Repeat every line exactly, keeping the pictures out of the copy.

> [Point-based annotation data]:
____

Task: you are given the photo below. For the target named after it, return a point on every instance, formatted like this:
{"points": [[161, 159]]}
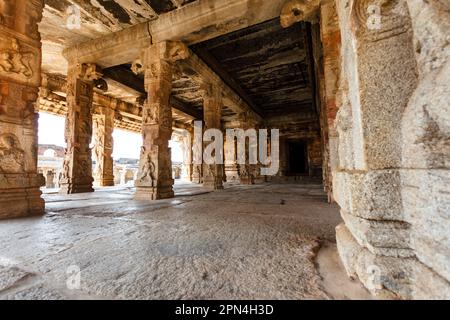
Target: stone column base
{"points": [[22, 197]]}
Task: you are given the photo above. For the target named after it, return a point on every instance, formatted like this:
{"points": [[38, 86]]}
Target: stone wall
{"points": [[392, 177]]}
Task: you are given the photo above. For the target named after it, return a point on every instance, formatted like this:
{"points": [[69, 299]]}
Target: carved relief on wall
{"points": [[150, 112], [380, 19], [11, 154], [7, 12], [19, 62], [147, 169]]}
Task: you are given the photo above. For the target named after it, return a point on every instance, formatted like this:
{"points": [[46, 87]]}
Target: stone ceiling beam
{"points": [[129, 79], [201, 73], [197, 22]]}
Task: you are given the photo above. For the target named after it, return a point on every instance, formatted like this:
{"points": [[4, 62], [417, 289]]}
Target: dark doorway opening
{"points": [[298, 163]]}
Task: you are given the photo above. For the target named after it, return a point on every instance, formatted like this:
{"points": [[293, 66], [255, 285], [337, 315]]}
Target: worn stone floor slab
{"points": [[245, 242]]}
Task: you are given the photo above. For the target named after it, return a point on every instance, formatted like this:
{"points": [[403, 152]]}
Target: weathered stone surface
{"points": [[188, 248], [212, 107], [77, 167], [374, 195], [427, 206], [20, 68], [10, 276], [155, 173], [386, 277], [389, 238], [103, 123]]}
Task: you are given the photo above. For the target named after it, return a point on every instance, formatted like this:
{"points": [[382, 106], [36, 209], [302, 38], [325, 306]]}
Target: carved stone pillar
{"points": [[20, 78], [231, 166], [77, 167], [155, 171], [246, 171], [103, 149], [212, 107], [187, 155], [50, 179], [197, 169]]}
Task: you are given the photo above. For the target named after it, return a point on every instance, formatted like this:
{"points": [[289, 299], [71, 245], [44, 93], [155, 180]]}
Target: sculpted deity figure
{"points": [[11, 155], [13, 60], [148, 171]]}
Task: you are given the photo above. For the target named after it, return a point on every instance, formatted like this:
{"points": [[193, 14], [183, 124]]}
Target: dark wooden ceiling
{"points": [[265, 64]]}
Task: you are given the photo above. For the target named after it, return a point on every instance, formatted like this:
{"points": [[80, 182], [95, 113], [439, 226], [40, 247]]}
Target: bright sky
{"points": [[126, 144]]}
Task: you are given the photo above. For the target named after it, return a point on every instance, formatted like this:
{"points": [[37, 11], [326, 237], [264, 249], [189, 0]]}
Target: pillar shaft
{"points": [[155, 172], [197, 168], [77, 167], [212, 107], [103, 149], [187, 155], [20, 78]]}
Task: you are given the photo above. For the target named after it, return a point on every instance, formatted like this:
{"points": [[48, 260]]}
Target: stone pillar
{"points": [[123, 176], [247, 170], [155, 173], [231, 166], [186, 142], [20, 78], [197, 169], [378, 76], [77, 167], [103, 148], [50, 179], [212, 107]]}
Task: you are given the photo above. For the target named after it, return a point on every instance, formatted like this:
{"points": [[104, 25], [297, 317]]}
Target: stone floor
{"points": [[245, 242]]}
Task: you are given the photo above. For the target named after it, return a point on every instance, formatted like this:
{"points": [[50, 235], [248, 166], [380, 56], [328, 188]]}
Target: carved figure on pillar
{"points": [[77, 177], [20, 78], [212, 107], [155, 173], [103, 148]]}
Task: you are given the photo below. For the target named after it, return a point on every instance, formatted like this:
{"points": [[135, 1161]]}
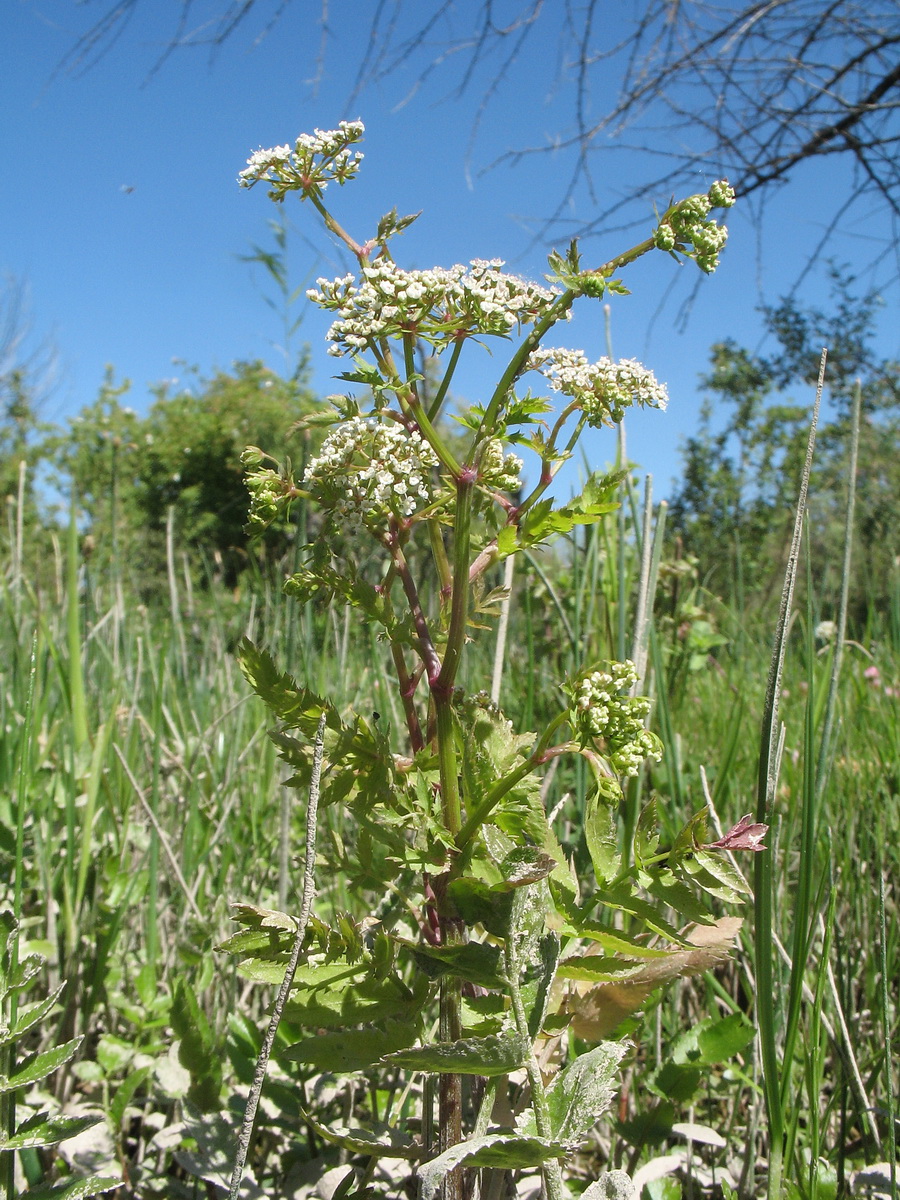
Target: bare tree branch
{"points": [[749, 89]]}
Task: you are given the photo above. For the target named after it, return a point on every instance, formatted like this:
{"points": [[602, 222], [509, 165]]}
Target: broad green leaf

____

> [Reply to the task]:
Task: you are given the photo below. For the target named after it, return a point on every instance, formatted like this:
{"points": [[161, 159]]}
Target: stone column base
{"points": [[22, 197]]}
Task: you are given the photo above. For the target named after it, return a point on every instance, formatted like this:
{"points": [[38, 86]]}
Target: stone wall
{"points": [[392, 177]]}
Task: you are given the photo above. For the target named after it, return a point on every instance, formatted like this:
{"points": [[69, 299]]}
Target: carved relief on wall
{"points": [[150, 112], [380, 19], [11, 154], [7, 12], [19, 62], [147, 169]]}
Task: you are given the photo above. For the target named after it, return a point on every instance, formatted like this:
{"points": [[46, 87]]}
Target: stone ceiling beam
{"points": [[129, 79], [201, 73], [197, 22]]}
Task: you are given the photo above. For the target named after it, return a point on every instance, formatted like this:
{"points": [[4, 62], [417, 289]]}
Target: dark doorway opening
{"points": [[298, 163]]}
Task: you are given the photo above. For the target named after it, return a point on every instance, formatted like this:
{"points": [[293, 66], [255, 285], [337, 315]]}
Target: worn stone floor slab
{"points": [[245, 242]]}
Task: you are given the photo above. For the target named after it, return a point on every instance, formatted like this:
{"points": [[403, 152]]}
Target: weathered stone surface
{"points": [[188, 248], [212, 107], [77, 167], [374, 195], [427, 206], [20, 68], [10, 276], [155, 173], [386, 277], [389, 238], [103, 123]]}
Task: you are given the photo above. For the target named after it, return a point on every instance, formatted like this:
{"points": [[382, 106], [36, 209], [302, 38], [325, 306]]}
Target: carved stone pillar
{"points": [[20, 78], [231, 166], [77, 167], [155, 171], [246, 171], [103, 149], [212, 107], [187, 155], [50, 179], [197, 169]]}
Task: you are given the photo above. For the target named after it, return a point on every instance, formatted like this:
{"points": [[289, 299], [71, 245], [44, 93], [155, 180]]}
Target: sculpted deity figure
{"points": [[11, 155], [13, 60], [148, 171]]}
Task: you are given the photo above. For the target named after it, return a point on every instance, formatted like this:
{"points": [[193, 14], [183, 124]]}
Target: dark wooden ceiling
{"points": [[265, 64]]}
Task: you are given the photo above. For the target named after it, return a point on every instance, formatted like this:
{"points": [[80, 182], [95, 113], [439, 226], [40, 247]]}
Target: bright sky
{"points": [[126, 144]]}
Task: you are given the photo above. For the target named after it, return a point on every instance, formatted like this:
{"points": [[37, 11], [326, 237], [264, 249], [189, 0]]}
Target: pillar shaft
{"points": [[155, 172], [197, 168], [77, 167], [212, 107], [103, 149], [187, 155], [20, 78]]}
Task: you are given the photo above. For the target named after it, return a point on every instance, formatted like this:
{"points": [[48, 260]]}
Target: stone pillar
{"points": [[123, 176], [247, 170], [155, 173], [231, 166], [186, 142], [20, 78], [197, 169], [378, 76], [77, 167], [103, 148], [50, 179], [212, 107]]}
Task: you are given the photo above. For the target named after it, return a point on every instance, formatted like this:
{"points": [[104, 25], [297, 317]]}
Target: stone floor
{"points": [[245, 242]]}
Task: you are given the photo above. For the target named after it, return a point on every instance, formatted like this:
{"points": [[50, 235], [248, 166], [380, 56], [328, 188]]}
Target: carved figure on pillar
{"points": [[77, 177], [20, 78], [212, 107], [155, 173], [103, 148]]}
Task: you are given the photo below. For the target named after it, return a point on every instance, formatted like this:
{"points": [[135, 1161]]}
Target: bare tree branch
{"points": [[749, 89]]}
Task: you are given the photo above. For the target named after it, return a point on every instance, formatted like this:
{"points": [[602, 222], [509, 165]]}
Target: broad green leaf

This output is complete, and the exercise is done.